- **SUPPLIED PASSAGE**:
** Begin **

The Weekly Insight: Beggars' Night Graphic

The Weekly Insight Podcast – Beggars’ Night


Happy Halloween! If you, like us, live in Central Iowa, you are familiar with the experience of Beggars’ Night. It’s an interesting phenomenon and confusing to those who move to the area. Instead of kids wandering the streets on Halloween to scare their neighbors and learn about pre-diabetes, they head out the day before. October 30th is Beggars’ Night and it’s when we celebrate Halloween.

The “why” on this one is interesting. It started as a tradition in 1938 as a response to what the City of Des Moines considered a “high volume of mischief and vandalism” reported each Halloween. (Yes…it turns out kids have always done stupid stuff!) The theory was that if they moved the date from October 30th, it would reduce the shenanigans and the tradition has lived on for 85 years.

It seems like such an odd solution to the problem. Aren’t teenagers still going to be wandering neighborhoods in the anonymity of costumes? Don’t the problems just move a day forward from October 31st to October 30th? 

It reminds us a little bit of how Congress has been running the budgeting process for the last 35 years. If you punt the problem to another day (i.e., pass a continuing resolution) it doesn’t change the fact that you still have a problem that needs to be dealt with!

The chart below isn’t up to date (it only runs through 2018), but is a great descriptor of how Washington has been handling the budgeting process since the late 1990’s. We all know it hasn’t been any better in the last five years.

Source: fivethirtyeight.com 

Past performance is not indicative of future results.

And so we run, panic-to-panic, through a process that doesn’t allow the American consumer or the markets the ability to plan for the future. It is an absolute failure of leadership. But until we start holding our representatives accountable for the most basic functions of their job, nothing will change.

Which brings us to today. On September 30th, Congress passed a continuing resolution to fund the government through November 17th. And then, just a few days later, the House paralyzed itself when Republicans fired Speaker Kevin McCarthy. The ensuing, nearly month-long battle to replace him has consumed Washington and meant no work has been done to move the budgeting process forward.

** End **

(Dataset rows)
** Begin **

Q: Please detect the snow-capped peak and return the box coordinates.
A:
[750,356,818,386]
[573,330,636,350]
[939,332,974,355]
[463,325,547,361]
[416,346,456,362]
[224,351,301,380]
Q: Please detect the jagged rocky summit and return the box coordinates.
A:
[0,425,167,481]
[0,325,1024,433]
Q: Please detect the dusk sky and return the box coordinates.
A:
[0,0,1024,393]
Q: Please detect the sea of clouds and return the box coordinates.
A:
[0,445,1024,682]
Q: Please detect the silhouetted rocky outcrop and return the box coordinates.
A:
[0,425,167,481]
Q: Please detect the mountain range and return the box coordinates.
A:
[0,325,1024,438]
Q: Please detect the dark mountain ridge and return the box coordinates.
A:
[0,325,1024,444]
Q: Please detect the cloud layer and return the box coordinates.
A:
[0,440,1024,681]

** End **

- **WRITTEN INSTRUCTION 1**:
Answer these questions from the Beggars' Night article, one per line:
(a) In what year did the Beggars' Night tradition begin?
(b) Through what year does the chart described in the article run?
(c) Until what date did the continuing resolution passed on September 30th fund the government?
- **WRITTEN INSTRUCTION 2**: Pick up the Beggars' Night article after its last sentence and continue writing it.

- **EXERCISE ANSWER 1**:
(a) 1938
(b) 2018
(c) November 17th

- **EXERCISE ANSWER 2**:
And so now, with 19 days remaining until the next potential government shutdown, Washington is hopefully getting to work. New House Speaker Mike Johnson (R-LA) has his hands full. How does he navigate a caucus that fired the last guy for compromising on the budget? Can he put together a plan that will pass the House and get Senate and White House approval?

Johnson laid out a specific plan to members of the GOP Conference last week. It calls for a return to the old way of legislating spending which includes passing through the Appropriations Committee individual spending bills for each area of government. But he was also clear that it’s not going to happen by November 17th. As such, he has asked the Conference to do just one more continuing resolution. (That reminds us of our kids asking to go to just one more house on Beggars Night…).

It seems he has won over some of McCarthy’s previous opponents on this issue. Representative Matt Gaetz (R-FL), who initiated McCarthy’s removal, has said he would be willing to support this “bridge” to a more normalized process. It will be interesting to see if Johnson can rally the support necessary over the next two weeks. It doesn’t matter what side of the aisle you fall, a government shutdown right now would not be good for the world, or our economy.

Fed Week

It’s Fed Week again. So, it comes as no surprise that all eyes will be on Chairman Powell Wednesday as he announces the latest Fed decisions from the podium at the Eccles Building in Washington, D.C.

There was a lot of economic news last week which the Fed will be digesting. Let’s go through a few of the most telling items.

GDP

GDP came in much hotter than many had been anticipating at 4.9% for Q3. The consensus estimate was 4.3%.

That 4.9% number might be familiar to you, however, as readers of the Weekly Insight. You’ll recall that we track the Atlanta Fed’s GDPNow forecast. It has been one of the most accurate in predicting inflation for the current quarter. Just a few weeks ago they were projecting Q3 GDP at…4.9%.

Which brings up an interesting question: where is GDP going for Q4? You have all been pounded with news stories that “a recession is coming!”, but is it coming soon? Not according to the Atlanta Fed. Their current projection for Q4 is 2.3%. That would be right in line with what we saw in Q1 and Q2, meaning 2023 is on pace to be a strong year for economic growth.

  

Source:  atlantafed.org 

Past performance is not indicative of future results.

Manufacturing PMI

We haven’t talked for a while about “PMI”. It’s the Purchasing Managers Index and is measured on a scale where below 50 means contraction and above 50 means expansion. There are two key measures of PMI: manufacturing and services. A dip in either has indicated a slowdown in the economy, but that’s been especially true of the manufacturing sector.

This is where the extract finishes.